# DATA SECTION
_ _ _

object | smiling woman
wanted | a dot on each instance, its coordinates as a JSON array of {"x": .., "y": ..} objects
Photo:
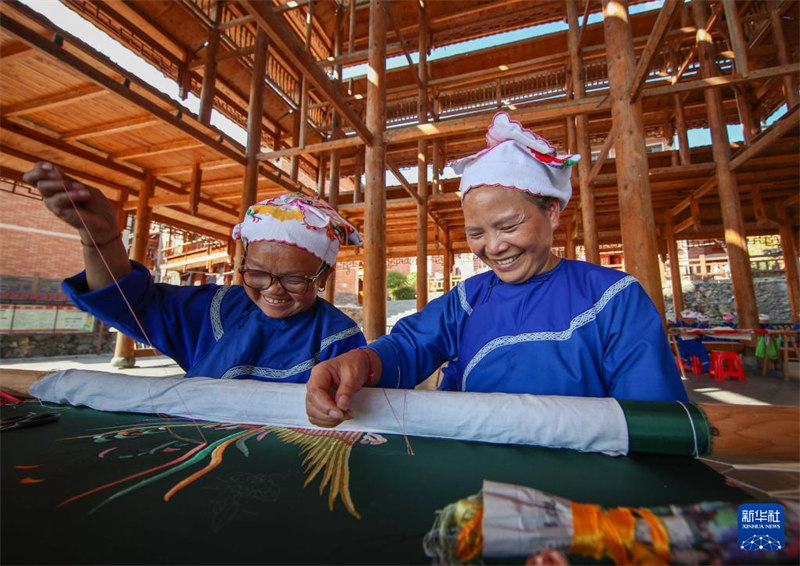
[
  {"x": 535, "y": 323},
  {"x": 275, "y": 328}
]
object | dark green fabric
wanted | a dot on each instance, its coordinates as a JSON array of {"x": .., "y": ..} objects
[
  {"x": 253, "y": 508},
  {"x": 666, "y": 428}
]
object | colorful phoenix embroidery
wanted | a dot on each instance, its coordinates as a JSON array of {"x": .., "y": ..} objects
[{"x": 326, "y": 452}]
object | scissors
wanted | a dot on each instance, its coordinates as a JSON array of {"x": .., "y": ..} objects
[{"x": 31, "y": 419}]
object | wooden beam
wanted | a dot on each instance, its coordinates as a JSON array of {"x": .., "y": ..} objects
[
  {"x": 402, "y": 179},
  {"x": 603, "y": 155},
  {"x": 478, "y": 122},
  {"x": 330, "y": 145},
  {"x": 202, "y": 61},
  {"x": 736, "y": 37},
  {"x": 110, "y": 128},
  {"x": 15, "y": 51},
  {"x": 71, "y": 150},
  {"x": 294, "y": 51},
  {"x": 653, "y": 43},
  {"x": 171, "y": 117},
  {"x": 149, "y": 151},
  {"x": 53, "y": 101},
  {"x": 722, "y": 80}
]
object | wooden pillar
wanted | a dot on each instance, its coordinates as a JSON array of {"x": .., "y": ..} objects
[
  {"x": 790, "y": 262},
  {"x": 636, "y": 209},
  {"x": 789, "y": 81},
  {"x": 738, "y": 43},
  {"x": 735, "y": 236},
  {"x": 447, "y": 269},
  {"x": 590, "y": 242},
  {"x": 124, "y": 349},
  {"x": 255, "y": 114},
  {"x": 683, "y": 135},
  {"x": 674, "y": 266},
  {"x": 208, "y": 89},
  {"x": 438, "y": 150},
  {"x": 358, "y": 168},
  {"x": 375, "y": 198},
  {"x": 302, "y": 119},
  {"x": 569, "y": 240},
  {"x": 322, "y": 169},
  {"x": 294, "y": 160},
  {"x": 422, "y": 165},
  {"x": 436, "y": 158},
  {"x": 333, "y": 187},
  {"x": 195, "y": 184},
  {"x": 750, "y": 125},
  {"x": 122, "y": 214}
]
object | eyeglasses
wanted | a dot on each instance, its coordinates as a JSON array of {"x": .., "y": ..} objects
[{"x": 297, "y": 284}]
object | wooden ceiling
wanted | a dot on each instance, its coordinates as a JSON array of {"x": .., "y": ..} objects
[{"x": 62, "y": 100}]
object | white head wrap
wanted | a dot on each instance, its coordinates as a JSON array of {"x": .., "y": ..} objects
[
  {"x": 301, "y": 221},
  {"x": 519, "y": 159}
]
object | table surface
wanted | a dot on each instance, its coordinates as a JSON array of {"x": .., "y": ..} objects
[{"x": 90, "y": 488}]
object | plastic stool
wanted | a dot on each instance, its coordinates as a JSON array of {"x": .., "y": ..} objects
[
  {"x": 697, "y": 367},
  {"x": 712, "y": 362},
  {"x": 728, "y": 364}
]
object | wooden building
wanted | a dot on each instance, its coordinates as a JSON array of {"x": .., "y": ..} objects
[{"x": 276, "y": 67}]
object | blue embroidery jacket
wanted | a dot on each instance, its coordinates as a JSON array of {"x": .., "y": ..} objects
[
  {"x": 217, "y": 331},
  {"x": 579, "y": 330}
]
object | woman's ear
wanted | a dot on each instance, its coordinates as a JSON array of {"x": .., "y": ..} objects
[
  {"x": 323, "y": 279},
  {"x": 553, "y": 212}
]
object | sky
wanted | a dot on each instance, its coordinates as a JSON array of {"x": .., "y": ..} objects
[{"x": 74, "y": 24}]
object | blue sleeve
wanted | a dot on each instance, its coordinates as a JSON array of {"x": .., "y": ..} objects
[
  {"x": 172, "y": 317},
  {"x": 637, "y": 362},
  {"x": 351, "y": 342},
  {"x": 421, "y": 342}
]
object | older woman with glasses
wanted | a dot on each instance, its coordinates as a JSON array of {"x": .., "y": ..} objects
[{"x": 273, "y": 328}]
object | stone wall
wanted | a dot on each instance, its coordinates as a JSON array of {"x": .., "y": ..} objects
[
  {"x": 60, "y": 345},
  {"x": 716, "y": 297}
]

_ _ _

Rewrite all of the data above, replacing every occurrence of "a dot on each instance" with "one point per instance" and leaving everything else unchanged. Omit the pictures from your answer.

object | smiling woman
wanted | one point per instance, its coordinates as a JSON array of {"x": .., "y": ..} objects
Photo:
[
  {"x": 535, "y": 323},
  {"x": 275, "y": 328}
]
object | dark green fabric
wanted | one point per instance, its coordinates as a JSON array of {"x": .., "y": ..} objects
[
  {"x": 253, "y": 508},
  {"x": 666, "y": 428}
]
object | colorful phoenix embroidery
wanted | one point per instance, its coordinates as a JSON array of {"x": .., "y": ..} objects
[{"x": 326, "y": 452}]
object | scissors
wanted | one point per instance, its coordinates as a JSON array of {"x": .., "y": ..} objects
[{"x": 31, "y": 419}]
object | wooden beam
wanted | one point per instance, its coordinates as a JSON array of {"x": .., "y": ..} objects
[
  {"x": 402, "y": 179},
  {"x": 603, "y": 155},
  {"x": 478, "y": 122},
  {"x": 330, "y": 145},
  {"x": 202, "y": 61},
  {"x": 736, "y": 37},
  {"x": 110, "y": 128},
  {"x": 15, "y": 51},
  {"x": 71, "y": 150},
  {"x": 294, "y": 51},
  {"x": 653, "y": 43},
  {"x": 171, "y": 117},
  {"x": 149, "y": 151},
  {"x": 53, "y": 101},
  {"x": 722, "y": 80}
]
object | wooden pillar
wanted | one point per instance, its coordinates as a JSON array of {"x": .., "y": ..} objects
[
  {"x": 790, "y": 262},
  {"x": 636, "y": 209},
  {"x": 789, "y": 81},
  {"x": 738, "y": 43},
  {"x": 735, "y": 236},
  {"x": 447, "y": 269},
  {"x": 590, "y": 242},
  {"x": 124, "y": 349},
  {"x": 255, "y": 114},
  {"x": 683, "y": 135},
  {"x": 674, "y": 266},
  {"x": 208, "y": 89},
  {"x": 438, "y": 150},
  {"x": 358, "y": 168},
  {"x": 375, "y": 198},
  {"x": 302, "y": 119},
  {"x": 569, "y": 240},
  {"x": 322, "y": 169},
  {"x": 294, "y": 160},
  {"x": 422, "y": 165},
  {"x": 436, "y": 158},
  {"x": 333, "y": 187},
  {"x": 195, "y": 184},
  {"x": 750, "y": 125},
  {"x": 122, "y": 214}
]
object | eyeglasses
wanted | one point per instance, its coordinates as a JSON array of {"x": .., "y": ..} objects
[{"x": 297, "y": 284}]
object | wooden ceiling
wanted | one point per instance, its coordinates as a JSON array of {"x": .., "y": ..} objects
[{"x": 62, "y": 100}]
object | white head wrap
wanted | one point per instance, its coordinates as a JSON array of {"x": .., "y": ..} objects
[
  {"x": 301, "y": 221},
  {"x": 519, "y": 159}
]
object | table surface
wanted | one point per instance, its coordinates as a JSON array of {"x": .., "y": ..} objects
[{"x": 90, "y": 488}]
object | plastic stool
wanted | one point per instance, its coordinates as a JSON array of {"x": .., "y": ..} objects
[
  {"x": 697, "y": 367},
  {"x": 712, "y": 362},
  {"x": 728, "y": 364}
]
object | wooden building
wanted | one point per instance, its coordinates as a JSON array of {"x": .., "y": ..} objects
[{"x": 276, "y": 67}]
object | blue embroidery jacket
wanted | one point per instance, its coordinates as a JSON array of {"x": .., "y": ..} objects
[
  {"x": 217, "y": 331},
  {"x": 579, "y": 330}
]
object | woman's ear
wanted | one point per instance, its coordinates as a JSON array of {"x": .., "y": ..} objects
[
  {"x": 323, "y": 279},
  {"x": 553, "y": 212}
]
object | sky
wanted | one point per instance, its coordinates as a JSON array of {"x": .., "y": ..} objects
[{"x": 74, "y": 24}]
object | blue sleeve
wanted | one point per instance, its coordinates as a JSON array of {"x": .., "y": ..} objects
[
  {"x": 172, "y": 317},
  {"x": 637, "y": 362},
  {"x": 351, "y": 342},
  {"x": 421, "y": 342}
]
object | older woman with glasses
wanted | one point per instance, its coordinates as a JSON array of {"x": .., "y": ..} objects
[{"x": 273, "y": 328}]
object | stone wall
wanted | one point per instance, its coordinates as a JSON array of {"x": .., "y": ..} objects
[
  {"x": 60, "y": 345},
  {"x": 716, "y": 297}
]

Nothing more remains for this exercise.